Referring expression pointing data
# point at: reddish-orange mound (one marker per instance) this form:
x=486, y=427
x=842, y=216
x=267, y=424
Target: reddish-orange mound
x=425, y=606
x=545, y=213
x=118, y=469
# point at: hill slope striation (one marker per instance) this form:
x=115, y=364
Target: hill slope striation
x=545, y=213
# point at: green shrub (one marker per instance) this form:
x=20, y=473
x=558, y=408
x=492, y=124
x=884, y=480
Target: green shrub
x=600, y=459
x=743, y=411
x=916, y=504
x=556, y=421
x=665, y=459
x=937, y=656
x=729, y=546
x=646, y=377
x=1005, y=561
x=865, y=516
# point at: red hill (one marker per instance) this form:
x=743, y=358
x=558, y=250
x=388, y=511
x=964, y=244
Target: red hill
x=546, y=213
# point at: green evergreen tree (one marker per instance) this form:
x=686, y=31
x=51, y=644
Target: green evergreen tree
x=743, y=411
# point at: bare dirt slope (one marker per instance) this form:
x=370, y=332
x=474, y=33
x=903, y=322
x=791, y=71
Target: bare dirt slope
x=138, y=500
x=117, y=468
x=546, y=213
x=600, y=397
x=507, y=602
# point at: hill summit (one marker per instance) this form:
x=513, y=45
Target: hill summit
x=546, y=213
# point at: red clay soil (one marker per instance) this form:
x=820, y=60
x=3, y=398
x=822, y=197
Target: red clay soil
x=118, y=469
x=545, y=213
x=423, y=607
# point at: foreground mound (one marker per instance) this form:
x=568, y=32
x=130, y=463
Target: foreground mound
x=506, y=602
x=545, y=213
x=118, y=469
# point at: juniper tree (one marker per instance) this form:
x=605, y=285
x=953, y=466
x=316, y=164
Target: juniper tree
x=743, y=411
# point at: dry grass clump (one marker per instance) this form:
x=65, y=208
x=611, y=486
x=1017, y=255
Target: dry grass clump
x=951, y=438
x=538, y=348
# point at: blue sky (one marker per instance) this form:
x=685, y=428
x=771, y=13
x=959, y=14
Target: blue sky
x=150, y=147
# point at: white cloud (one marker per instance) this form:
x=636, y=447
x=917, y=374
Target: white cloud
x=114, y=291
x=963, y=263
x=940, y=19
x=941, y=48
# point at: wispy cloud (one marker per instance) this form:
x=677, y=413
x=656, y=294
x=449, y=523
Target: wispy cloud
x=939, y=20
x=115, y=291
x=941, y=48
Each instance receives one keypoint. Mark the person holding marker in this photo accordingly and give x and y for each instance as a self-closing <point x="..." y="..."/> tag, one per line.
* * *
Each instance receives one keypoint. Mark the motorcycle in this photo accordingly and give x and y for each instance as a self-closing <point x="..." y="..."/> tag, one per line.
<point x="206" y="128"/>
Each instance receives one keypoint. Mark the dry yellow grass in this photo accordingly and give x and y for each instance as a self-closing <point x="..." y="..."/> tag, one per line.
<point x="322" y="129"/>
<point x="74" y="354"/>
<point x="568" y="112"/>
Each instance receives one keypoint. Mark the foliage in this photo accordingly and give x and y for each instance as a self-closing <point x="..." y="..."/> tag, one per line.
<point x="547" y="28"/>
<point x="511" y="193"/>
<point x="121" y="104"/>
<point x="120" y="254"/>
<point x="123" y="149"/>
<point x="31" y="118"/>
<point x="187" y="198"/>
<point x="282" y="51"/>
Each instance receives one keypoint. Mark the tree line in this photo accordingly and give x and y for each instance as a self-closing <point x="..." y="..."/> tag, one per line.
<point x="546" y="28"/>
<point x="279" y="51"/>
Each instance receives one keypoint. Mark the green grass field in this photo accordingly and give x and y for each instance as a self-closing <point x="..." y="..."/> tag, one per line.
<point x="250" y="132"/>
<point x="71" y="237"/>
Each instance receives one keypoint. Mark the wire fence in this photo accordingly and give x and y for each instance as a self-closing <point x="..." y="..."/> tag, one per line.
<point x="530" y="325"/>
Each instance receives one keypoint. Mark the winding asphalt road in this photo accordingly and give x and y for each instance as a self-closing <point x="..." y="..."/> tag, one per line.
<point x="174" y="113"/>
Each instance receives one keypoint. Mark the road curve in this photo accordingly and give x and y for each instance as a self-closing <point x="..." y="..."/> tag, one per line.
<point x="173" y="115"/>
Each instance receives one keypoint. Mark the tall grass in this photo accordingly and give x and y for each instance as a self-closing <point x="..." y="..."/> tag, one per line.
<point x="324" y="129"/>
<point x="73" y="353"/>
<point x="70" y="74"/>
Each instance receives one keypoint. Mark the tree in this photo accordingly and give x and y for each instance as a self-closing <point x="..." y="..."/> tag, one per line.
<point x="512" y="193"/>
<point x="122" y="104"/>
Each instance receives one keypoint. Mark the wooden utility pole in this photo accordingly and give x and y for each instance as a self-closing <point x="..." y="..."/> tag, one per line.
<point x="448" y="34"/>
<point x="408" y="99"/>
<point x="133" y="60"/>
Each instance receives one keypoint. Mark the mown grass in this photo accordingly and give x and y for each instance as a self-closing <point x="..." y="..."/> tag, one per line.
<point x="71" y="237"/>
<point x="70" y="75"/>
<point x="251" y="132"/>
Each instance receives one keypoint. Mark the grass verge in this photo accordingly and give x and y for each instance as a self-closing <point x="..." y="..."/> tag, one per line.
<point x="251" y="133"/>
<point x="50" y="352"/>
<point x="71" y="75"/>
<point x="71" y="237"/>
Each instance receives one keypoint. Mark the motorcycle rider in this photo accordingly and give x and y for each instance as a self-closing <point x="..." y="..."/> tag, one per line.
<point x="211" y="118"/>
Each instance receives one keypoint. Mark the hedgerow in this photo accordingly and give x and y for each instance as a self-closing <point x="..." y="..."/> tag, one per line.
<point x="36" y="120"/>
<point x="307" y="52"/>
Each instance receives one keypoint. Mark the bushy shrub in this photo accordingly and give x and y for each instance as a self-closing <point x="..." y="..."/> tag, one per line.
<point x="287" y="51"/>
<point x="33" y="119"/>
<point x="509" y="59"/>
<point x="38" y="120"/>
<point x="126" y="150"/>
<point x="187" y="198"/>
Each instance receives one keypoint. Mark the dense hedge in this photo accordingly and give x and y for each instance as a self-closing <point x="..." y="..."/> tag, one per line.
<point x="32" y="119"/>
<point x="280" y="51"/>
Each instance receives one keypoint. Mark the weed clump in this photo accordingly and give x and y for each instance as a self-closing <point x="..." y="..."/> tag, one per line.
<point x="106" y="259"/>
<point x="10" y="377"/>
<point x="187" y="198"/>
---
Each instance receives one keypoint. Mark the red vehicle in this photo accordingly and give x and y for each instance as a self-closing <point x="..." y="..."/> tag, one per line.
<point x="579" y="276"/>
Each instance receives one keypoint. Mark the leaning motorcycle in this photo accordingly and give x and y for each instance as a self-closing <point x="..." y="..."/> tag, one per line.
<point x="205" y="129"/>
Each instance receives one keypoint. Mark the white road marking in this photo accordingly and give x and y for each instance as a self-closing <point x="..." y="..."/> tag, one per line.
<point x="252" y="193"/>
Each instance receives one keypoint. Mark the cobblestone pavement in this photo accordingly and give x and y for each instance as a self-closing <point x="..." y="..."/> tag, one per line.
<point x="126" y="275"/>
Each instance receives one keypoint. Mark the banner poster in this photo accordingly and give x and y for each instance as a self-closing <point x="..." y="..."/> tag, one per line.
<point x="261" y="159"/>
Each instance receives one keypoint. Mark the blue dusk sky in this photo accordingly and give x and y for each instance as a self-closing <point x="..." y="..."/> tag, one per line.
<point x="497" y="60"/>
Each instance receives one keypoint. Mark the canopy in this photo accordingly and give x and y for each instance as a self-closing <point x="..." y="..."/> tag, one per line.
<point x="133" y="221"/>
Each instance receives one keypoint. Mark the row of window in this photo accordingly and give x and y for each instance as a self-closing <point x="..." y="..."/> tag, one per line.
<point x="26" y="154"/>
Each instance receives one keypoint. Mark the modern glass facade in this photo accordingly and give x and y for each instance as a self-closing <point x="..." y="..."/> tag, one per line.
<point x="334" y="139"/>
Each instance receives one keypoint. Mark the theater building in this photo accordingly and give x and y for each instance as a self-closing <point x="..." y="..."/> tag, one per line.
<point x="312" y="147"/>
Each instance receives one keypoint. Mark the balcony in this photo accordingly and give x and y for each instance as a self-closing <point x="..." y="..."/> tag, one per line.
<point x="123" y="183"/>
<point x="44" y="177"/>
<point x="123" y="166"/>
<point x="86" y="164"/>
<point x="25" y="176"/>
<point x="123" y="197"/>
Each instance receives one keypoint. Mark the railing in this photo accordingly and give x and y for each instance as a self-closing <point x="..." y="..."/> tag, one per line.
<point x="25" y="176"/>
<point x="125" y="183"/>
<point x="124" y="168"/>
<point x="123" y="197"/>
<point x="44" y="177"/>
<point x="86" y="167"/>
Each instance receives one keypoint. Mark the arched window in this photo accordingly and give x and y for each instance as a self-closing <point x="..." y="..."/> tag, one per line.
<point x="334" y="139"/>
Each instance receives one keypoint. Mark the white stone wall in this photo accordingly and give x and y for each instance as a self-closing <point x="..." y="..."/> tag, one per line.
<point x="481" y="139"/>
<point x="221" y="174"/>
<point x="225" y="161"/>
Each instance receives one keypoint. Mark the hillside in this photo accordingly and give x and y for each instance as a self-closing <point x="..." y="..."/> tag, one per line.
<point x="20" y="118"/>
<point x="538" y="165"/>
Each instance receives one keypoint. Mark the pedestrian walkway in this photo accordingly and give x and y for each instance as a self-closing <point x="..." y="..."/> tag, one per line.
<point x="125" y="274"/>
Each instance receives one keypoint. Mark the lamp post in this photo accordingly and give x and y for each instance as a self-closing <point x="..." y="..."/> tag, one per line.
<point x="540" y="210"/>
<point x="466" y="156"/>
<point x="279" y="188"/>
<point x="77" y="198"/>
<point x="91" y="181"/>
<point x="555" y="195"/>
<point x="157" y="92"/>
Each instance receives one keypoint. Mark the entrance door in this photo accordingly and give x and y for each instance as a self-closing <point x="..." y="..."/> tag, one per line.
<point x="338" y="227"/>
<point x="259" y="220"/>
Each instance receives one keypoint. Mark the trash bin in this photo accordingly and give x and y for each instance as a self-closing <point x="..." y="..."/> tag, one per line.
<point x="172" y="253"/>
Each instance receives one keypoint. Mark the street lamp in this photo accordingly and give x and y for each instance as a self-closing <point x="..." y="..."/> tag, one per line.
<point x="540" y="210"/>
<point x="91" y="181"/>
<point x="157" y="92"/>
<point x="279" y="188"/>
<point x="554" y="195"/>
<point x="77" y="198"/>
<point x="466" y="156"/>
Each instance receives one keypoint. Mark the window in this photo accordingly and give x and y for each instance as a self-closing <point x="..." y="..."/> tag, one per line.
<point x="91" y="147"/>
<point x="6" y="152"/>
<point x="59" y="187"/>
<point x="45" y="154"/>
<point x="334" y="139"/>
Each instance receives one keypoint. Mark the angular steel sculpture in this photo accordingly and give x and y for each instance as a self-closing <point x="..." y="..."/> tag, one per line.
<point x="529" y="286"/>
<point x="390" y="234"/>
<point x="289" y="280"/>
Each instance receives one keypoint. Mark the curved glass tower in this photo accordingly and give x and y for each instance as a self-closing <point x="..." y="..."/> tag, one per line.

**Try it:** Above are the records; print exactly the lines from the line with "x=743, y=358" to the line with "# point at: foreground", including both, and nothing else.

**Task result:**
x=743, y=358
x=558, y=250
x=388, y=511
x=964, y=244
Target: red hill
x=546, y=213
# point at: green evergreen tree (one marker per instance) this form:
x=686, y=31
x=51, y=644
Target: green evergreen tree
x=743, y=411
# point at: bare dirt slope (one marker per instance) this form:
x=370, y=332
x=474, y=33
x=903, y=322
x=791, y=71
Target: bare dirt slope
x=138, y=500
x=117, y=468
x=546, y=213
x=600, y=397
x=507, y=602
# point at: hill summit (one marker per instance) this form:
x=513, y=45
Target: hill summit
x=546, y=213
# point at: red clay soil (one marker per instance) this form:
x=820, y=60
x=3, y=398
x=822, y=197
Target: red clay soil
x=118, y=469
x=545, y=213
x=423, y=607
# point at: foreground mound (one marker per instance) this form:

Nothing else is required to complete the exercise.